Exercise:
In the passage about Micah and the lamp, what does Micah combine to make his chopstick-like implements?
===== Given passage =====
When I mock the futility of his efforts, Micah puts the Lampe Berger back on the coffeetable and goes back to the kitchen. He returns with more toothpicks and blue packing tape, which he proceeds to combine into two chopstick-like implements composed of two toothpicks each, taped around the middle. And he weilds those two double-long sticks inside the lamp, trying to grab the lost toothpick.

While I am overcome on the couch, watching this spectacle, suggesting he should just leave the thing in there, Micah claims this is part of his Man Powers. That he cannot simply ignore the errant toothpick. That his blue-tape craftiness is a special element of his manhood. That he must do this, even if it makes me laugh and doesn't work.

Then, when it becomes obvious that even if he could pick up the toothpick this way, he could not actually extract it with these tools, he looks up at me brightly: "I need some gum."

Now, I don't care whose daughter I am. It doesn't matter that I have a nurtured repulsion toward throwing gum out of car windows. It doesn't matter that one of the first things I remember learning from my dad is that lighter fluid, though a dangerous explosive, is a fantastic tool at getting gum off of shoes.
===== Records supplied =====
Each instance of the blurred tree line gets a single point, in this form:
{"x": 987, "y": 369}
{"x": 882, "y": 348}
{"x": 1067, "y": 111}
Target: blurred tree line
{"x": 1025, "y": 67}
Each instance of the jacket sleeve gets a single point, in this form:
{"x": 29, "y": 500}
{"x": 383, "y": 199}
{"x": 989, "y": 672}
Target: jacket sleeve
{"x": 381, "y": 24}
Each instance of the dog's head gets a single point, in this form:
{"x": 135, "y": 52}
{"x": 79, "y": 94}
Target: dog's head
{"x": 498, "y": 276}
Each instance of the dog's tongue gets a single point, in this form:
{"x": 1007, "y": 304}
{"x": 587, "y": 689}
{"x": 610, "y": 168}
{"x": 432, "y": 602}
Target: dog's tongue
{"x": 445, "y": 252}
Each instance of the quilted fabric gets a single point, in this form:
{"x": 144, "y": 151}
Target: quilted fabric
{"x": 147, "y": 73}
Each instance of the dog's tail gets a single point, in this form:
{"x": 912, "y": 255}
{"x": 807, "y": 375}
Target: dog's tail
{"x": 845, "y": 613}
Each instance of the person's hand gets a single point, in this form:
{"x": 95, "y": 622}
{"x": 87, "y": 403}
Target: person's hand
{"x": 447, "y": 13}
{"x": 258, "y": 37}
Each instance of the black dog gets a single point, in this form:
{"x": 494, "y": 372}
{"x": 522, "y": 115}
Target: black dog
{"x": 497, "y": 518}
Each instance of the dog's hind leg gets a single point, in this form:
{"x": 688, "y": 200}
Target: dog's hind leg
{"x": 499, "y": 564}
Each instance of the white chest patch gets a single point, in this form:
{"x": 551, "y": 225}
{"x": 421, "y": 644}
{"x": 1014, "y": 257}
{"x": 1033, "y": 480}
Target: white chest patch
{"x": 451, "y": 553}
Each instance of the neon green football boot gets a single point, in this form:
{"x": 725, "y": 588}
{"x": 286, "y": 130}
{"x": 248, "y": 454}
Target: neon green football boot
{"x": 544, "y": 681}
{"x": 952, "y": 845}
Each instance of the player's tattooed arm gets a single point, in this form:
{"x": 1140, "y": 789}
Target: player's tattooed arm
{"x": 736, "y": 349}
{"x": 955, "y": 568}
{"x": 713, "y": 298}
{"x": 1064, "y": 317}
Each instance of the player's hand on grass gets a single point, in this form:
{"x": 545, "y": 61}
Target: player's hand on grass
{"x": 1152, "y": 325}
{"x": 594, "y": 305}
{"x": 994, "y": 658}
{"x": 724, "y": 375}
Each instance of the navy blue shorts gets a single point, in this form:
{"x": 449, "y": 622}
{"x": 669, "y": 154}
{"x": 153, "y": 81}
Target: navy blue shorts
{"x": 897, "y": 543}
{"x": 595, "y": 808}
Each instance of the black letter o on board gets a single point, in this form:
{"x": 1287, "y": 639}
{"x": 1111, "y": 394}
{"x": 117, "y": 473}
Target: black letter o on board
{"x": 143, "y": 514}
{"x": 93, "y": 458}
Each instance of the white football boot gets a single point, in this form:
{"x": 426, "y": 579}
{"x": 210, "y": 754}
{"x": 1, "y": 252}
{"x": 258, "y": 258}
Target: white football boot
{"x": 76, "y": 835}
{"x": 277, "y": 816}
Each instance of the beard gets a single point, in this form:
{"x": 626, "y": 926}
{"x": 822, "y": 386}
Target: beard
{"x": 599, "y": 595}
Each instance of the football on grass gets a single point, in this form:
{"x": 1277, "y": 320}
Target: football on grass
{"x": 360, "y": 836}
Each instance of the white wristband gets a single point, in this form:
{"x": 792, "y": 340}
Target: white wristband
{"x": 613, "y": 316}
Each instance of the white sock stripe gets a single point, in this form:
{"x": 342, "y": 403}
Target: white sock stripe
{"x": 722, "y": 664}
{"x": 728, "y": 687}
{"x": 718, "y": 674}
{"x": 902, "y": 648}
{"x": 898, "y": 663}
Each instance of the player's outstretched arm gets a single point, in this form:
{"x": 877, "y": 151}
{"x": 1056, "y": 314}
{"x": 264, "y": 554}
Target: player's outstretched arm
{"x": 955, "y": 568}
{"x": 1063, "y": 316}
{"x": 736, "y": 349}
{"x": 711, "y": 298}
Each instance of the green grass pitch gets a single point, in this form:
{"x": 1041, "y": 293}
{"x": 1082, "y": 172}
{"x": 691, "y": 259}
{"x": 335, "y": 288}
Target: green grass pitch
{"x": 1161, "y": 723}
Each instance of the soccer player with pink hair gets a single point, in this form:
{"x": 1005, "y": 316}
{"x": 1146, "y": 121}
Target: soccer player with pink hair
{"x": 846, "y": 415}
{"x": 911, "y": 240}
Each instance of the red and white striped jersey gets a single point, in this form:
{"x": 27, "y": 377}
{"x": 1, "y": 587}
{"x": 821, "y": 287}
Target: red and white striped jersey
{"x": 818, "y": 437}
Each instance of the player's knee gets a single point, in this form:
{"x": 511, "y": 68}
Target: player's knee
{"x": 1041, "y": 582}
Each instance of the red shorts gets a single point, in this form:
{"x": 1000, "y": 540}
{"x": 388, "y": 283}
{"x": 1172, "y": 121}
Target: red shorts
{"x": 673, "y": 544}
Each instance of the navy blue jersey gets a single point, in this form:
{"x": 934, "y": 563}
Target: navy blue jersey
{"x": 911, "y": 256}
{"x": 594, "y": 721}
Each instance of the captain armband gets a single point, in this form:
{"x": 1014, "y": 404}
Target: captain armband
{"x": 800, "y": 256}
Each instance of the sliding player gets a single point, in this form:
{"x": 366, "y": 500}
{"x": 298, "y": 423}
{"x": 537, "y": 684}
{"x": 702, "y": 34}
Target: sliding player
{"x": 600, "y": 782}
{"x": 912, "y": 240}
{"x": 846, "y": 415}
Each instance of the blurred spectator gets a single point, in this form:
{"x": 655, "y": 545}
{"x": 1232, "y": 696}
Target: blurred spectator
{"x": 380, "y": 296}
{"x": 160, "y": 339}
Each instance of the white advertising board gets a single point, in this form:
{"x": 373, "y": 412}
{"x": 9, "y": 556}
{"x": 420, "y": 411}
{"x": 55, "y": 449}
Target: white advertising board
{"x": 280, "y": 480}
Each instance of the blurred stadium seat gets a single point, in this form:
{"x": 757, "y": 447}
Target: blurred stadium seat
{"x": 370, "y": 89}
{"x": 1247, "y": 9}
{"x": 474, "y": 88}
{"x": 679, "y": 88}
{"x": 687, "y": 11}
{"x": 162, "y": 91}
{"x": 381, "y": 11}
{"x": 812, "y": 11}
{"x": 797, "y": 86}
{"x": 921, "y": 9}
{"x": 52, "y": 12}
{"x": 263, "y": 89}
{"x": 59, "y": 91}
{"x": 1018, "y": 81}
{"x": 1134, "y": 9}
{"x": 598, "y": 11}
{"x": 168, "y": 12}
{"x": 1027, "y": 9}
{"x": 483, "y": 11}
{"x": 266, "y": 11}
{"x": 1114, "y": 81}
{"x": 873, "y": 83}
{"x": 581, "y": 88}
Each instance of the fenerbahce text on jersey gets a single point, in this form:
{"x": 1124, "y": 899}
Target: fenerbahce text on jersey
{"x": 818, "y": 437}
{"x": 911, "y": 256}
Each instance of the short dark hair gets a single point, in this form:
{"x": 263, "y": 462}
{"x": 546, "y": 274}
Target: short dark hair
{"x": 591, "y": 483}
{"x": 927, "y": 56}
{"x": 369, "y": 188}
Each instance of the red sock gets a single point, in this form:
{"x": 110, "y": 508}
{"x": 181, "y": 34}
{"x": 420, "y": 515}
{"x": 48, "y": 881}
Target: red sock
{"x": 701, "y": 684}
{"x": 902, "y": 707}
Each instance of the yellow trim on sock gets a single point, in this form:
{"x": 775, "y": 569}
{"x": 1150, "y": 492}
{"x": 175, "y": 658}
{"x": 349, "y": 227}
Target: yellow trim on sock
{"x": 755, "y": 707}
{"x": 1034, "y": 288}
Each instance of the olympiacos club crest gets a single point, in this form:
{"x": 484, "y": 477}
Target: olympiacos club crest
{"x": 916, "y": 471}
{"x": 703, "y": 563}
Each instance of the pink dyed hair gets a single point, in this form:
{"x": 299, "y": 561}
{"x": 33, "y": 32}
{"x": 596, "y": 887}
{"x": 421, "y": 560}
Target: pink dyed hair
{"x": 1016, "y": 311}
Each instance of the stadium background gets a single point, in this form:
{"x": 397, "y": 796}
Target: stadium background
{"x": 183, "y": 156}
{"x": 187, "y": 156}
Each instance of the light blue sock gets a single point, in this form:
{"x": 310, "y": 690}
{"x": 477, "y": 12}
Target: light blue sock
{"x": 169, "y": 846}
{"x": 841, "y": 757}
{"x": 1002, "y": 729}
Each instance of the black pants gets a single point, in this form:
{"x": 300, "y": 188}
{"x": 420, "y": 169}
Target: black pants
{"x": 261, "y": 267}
=====
Exercise output:
Toothpicks and blue packing tape, with two toothpicks taped around the middle for each implement.